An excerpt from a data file
══════
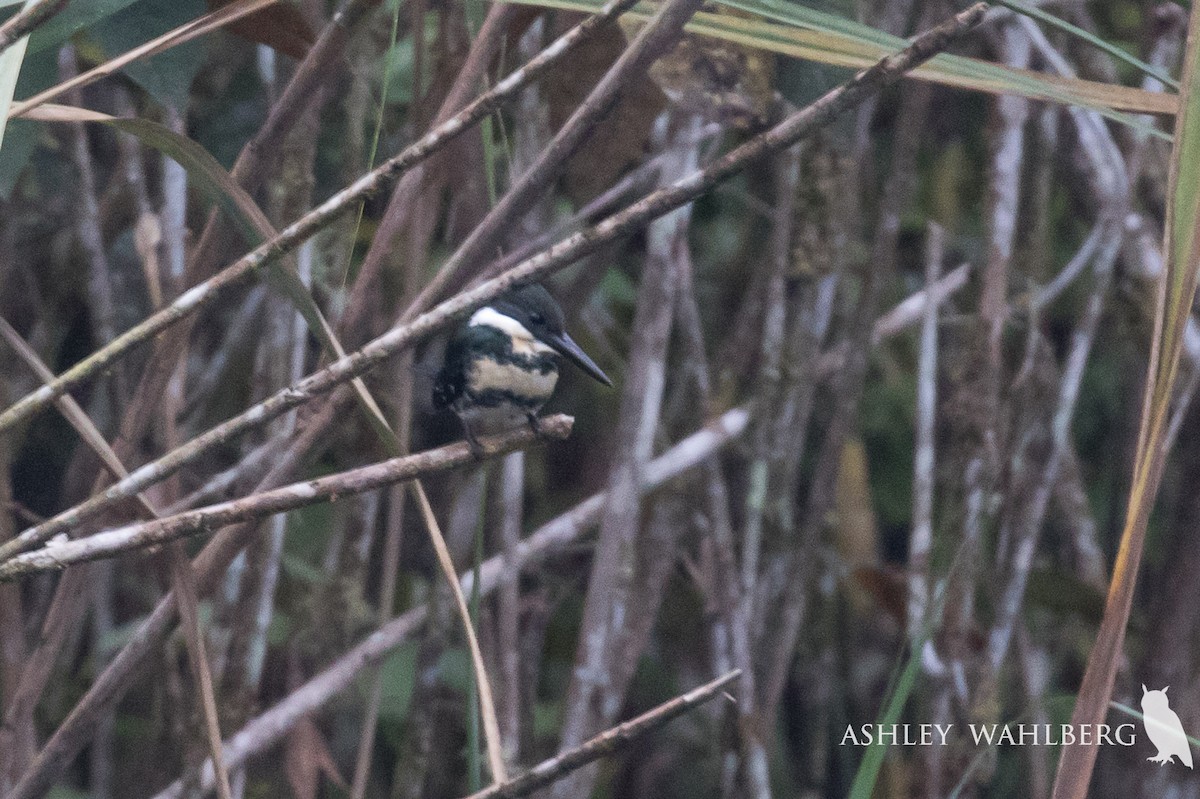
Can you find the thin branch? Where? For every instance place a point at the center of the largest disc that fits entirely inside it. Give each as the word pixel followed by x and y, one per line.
pixel 556 535
pixel 606 743
pixel 292 236
pixel 922 538
pixel 186 32
pixel 565 252
pixel 204 520
pixel 655 38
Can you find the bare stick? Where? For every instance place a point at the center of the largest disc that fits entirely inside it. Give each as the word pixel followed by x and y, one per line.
pixel 606 743
pixel 268 503
pixel 181 577
pixel 922 538
pixel 486 703
pixel 293 235
pixel 273 726
pixel 562 254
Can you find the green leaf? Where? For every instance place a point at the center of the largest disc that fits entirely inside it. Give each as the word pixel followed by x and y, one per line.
pixel 827 38
pixel 72 19
pixel 167 76
pixel 1033 12
pixel 10 70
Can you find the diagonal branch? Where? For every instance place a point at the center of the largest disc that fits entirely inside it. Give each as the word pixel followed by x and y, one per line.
pixel 606 743
pixel 559 256
pixel 268 503
pixel 292 236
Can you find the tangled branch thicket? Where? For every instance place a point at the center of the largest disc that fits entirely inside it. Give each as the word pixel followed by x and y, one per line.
pixel 879 346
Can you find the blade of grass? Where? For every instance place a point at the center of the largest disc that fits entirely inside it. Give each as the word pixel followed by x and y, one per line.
pixel 1033 12
pixel 220 186
pixel 10 70
pixel 181 577
pixel 209 22
pixel 817 36
pixel 1173 307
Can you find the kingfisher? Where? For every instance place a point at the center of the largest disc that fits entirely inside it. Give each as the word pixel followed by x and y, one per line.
pixel 502 366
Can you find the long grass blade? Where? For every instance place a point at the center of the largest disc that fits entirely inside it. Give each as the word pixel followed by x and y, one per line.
pixel 175 37
pixel 803 32
pixel 10 70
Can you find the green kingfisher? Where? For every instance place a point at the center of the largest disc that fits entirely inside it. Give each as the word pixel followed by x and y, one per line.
pixel 502 366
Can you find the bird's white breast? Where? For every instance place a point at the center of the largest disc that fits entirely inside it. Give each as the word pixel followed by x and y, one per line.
pixel 486 373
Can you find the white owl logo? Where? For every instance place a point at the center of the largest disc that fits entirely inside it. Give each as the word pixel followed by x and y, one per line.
pixel 1164 728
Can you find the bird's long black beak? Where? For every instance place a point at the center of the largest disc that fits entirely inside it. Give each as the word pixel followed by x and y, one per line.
pixel 567 347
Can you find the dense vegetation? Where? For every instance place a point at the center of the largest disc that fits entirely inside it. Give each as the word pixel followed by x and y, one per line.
pixel 876 416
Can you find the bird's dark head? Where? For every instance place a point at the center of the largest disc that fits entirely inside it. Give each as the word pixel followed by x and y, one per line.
pixel 535 310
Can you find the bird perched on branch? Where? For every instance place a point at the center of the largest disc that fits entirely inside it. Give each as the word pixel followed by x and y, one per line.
pixel 502 366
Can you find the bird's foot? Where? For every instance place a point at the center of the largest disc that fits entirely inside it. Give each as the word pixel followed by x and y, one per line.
pixel 535 425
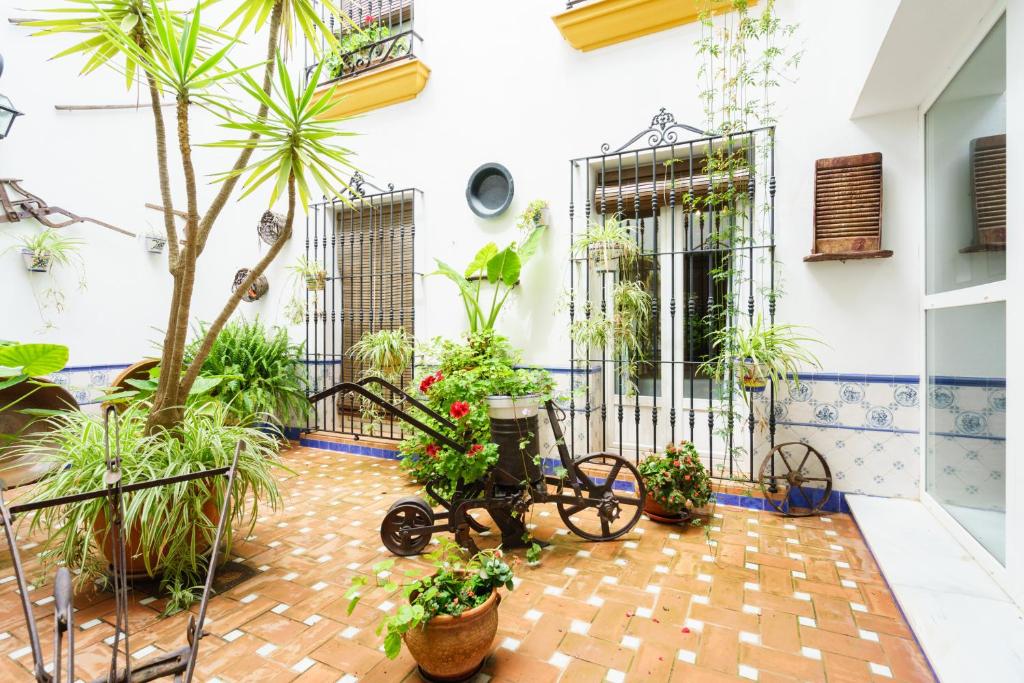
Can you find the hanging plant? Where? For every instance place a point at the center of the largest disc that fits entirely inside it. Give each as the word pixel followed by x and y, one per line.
pixel 256 291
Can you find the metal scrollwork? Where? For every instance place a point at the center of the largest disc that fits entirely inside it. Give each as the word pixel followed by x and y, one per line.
pixel 663 130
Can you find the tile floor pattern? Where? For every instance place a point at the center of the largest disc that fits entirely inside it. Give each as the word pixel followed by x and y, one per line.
pixel 765 599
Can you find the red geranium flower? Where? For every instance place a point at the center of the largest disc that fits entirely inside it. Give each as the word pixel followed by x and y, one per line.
pixel 429 381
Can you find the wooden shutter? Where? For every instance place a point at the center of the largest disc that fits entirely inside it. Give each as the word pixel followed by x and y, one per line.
pixel 630 188
pixel 988 184
pixel 848 208
pixel 375 259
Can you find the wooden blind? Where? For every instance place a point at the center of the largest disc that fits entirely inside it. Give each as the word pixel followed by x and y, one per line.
══════
◆ Do this
Arrange the lines above as a numbered list, skipping any blank lines and leaving out the pictures.

◆ Solution below
1. Can you find the thin branch? Where? For every instance place a point at the center of the largest disc that fits entirely inside it. Give each as the word pixel followed by x and y, one per line.
2. pixel 556 535
3. pixel 606 743
4. pixel 292 236
5. pixel 922 538
6. pixel 186 32
7. pixel 565 252
8. pixel 204 520
9. pixel 655 38
10. Can you find the bare stick? Where? For every instance place a point at the center of the largest disc that fits entirely inside it. Give each as the word pixel followed by x and y, one per line.
11. pixel 606 743
12. pixel 268 503
13. pixel 181 577
14. pixel 922 538
15. pixel 486 703
16. pixel 293 235
17. pixel 273 726
18. pixel 562 254
19. Can you find the green leaf? Where? For every instance place a point at the center of the largest disc that fits entirely inside it. Give each as the word pixel followed by x and y, one per line.
20. pixel 827 38
21. pixel 72 19
22. pixel 167 76
23. pixel 1033 12
24. pixel 10 70
25. Can you find the diagonal branch? Where? For every instance place a point at the center of the largest disc that fits entirely inside it. Give each as the word pixel followed by x and y, one per line.
26. pixel 606 743
27. pixel 559 256
28. pixel 268 503
29. pixel 292 236
30. Can you find the tangled branch thicket? Where? For every instance place a point at the center of the largest disc that fits entirely inside it. Give each as the word pixel followed by x and y, one per line.
31. pixel 879 346
32. Can you find the blade of grass? Where? For every instance place a point at the center of the largest disc that fits entirely inside it. Give each as the word pixel followed by x and y, one per line.
33. pixel 1033 12
34. pixel 220 186
35. pixel 10 70
36. pixel 181 577
37. pixel 209 22
38. pixel 817 36
39. pixel 1173 307
40. Can you find the kingfisher? Where? For every instance place a point at the center of the largest disc that fits entirely inside it. Give each as the word pixel followed by x and y, one per line.
41. pixel 502 366
42. Can you find the long grass blade? Where? For every instance place a point at the center of the largest disc that fits entirely inside it. Give each as the word pixel followed by x and y, one per line.
43. pixel 175 37
44. pixel 803 32
45. pixel 10 70
46. Can you find the green kingfisher? Where? For every instance place a point at the center of the largest disc that fits entirely inside it. Give each as the word pixel followed by x and y, one per line.
47. pixel 502 366
48. Can you find the bird's white breast? Where? For every instance place a point at the center of the largest disc that fits entirely inside it. Give each as the word pixel followed by x and y, one per line.
49. pixel 486 373
50. Can you find the white owl logo? Where? For every instance place a point at the center of the largest disc that fits entirely inside it. Give each as the word pixel followed by x and y, one per line.
51. pixel 1164 728
52. Can you find the bird's long black beak? Where? For every instance place a point at the center of the largest disc that fits entirely inside it. Give each as the word pixel followed by x and y, one per line.
53. pixel 567 347
54. Can you find the dense vegetation? Where? For every instance place a point at the center of the largest disc that fits entirely inside it. Give each as the word pixel followed by x and y, one per line.
55. pixel 876 416
56. Can you find the bird's dark head? Where? For every instance place a point at the center of the largest disc that fits entirely inside it. Give each as the word pixel followed by x and y, one per line.
57. pixel 535 310
58. Can you find the bird perched on branch? Where? For every instance place a point at the center of the largest disc that fits entirely inside it. Give each as the word pixel followed by x and y, one per line.
59. pixel 502 366
60. Can you find the bird's foot? Where? For every instance place a point at the center of the largest disc that fits entirely inside it. Give each as the word pixel followed by x and y, one per line.
61. pixel 535 425
62. Can you find the hanging plant? Where? For every instance place a point at the center of the largest disc that fits entirely inside it. Give each as the word pixel followed by x and y, one per line.
63. pixel 256 291
64. Can you find the metal scrollwork? Where? For every instance place a point at the center of the largest disc that fits entirely inside it. Give each as the word pixel followed by x and y, one per line.
65. pixel 663 130
66. Can you find the tile floor pattern? Where? For every instance place a point at the center of the largest disc that fits entirely inside it. Give each as the word pixel followed by x and y, one per line.
67. pixel 765 599
68. Can you find the red geranium flower? Where? For every instance place a point at the center of the largest disc that fits entirely inside it. Give each as the word pixel followed by x and y, one per line.
69. pixel 429 381
70. Can you find the wooden shutter? Where? For every instance place a point at the center of the largest disc that fits entirely inside it. Give each as the word pixel followed by x and y, one per line.
71. pixel 630 188
72. pixel 988 184
73. pixel 848 208
74. pixel 375 259
75. Can you find the wooden blind? Where? For every instance place a point at the center of the largest disc that fits entirely inside it. Give each as the word pixel followed by x and y, one per line.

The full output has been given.